■ Supplied material ■
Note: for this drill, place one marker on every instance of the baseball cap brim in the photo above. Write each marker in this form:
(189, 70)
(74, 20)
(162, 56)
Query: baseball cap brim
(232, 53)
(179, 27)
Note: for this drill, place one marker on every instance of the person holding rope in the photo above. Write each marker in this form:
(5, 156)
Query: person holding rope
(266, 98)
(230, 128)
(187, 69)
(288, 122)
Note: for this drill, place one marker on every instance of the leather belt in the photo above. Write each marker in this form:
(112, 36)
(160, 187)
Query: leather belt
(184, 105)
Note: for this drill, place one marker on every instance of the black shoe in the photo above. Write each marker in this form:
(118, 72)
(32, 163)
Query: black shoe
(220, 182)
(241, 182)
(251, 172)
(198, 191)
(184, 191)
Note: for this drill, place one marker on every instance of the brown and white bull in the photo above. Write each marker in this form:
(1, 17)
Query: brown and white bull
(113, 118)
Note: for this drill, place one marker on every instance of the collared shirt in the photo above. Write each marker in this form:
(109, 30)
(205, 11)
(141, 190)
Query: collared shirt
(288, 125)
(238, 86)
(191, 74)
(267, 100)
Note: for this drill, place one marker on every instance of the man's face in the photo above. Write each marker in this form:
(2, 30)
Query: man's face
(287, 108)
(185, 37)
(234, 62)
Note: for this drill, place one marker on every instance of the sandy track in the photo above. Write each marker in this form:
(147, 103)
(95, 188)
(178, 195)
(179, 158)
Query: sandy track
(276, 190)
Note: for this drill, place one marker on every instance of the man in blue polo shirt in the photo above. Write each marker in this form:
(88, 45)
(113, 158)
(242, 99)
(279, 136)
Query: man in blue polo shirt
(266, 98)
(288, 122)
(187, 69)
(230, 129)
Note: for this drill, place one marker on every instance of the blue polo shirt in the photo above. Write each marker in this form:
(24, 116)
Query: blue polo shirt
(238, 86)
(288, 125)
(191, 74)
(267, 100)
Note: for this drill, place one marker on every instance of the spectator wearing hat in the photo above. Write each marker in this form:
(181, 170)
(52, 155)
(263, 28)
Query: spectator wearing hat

■ Work instructions ■
Every line above that includes the word "wearing" should be listed.

■ Task result ■
Note: for this drill, place one marker on every instance of the spectator wearing hat in the photo above. Write each marker in this form:
Query: spectator wearing hat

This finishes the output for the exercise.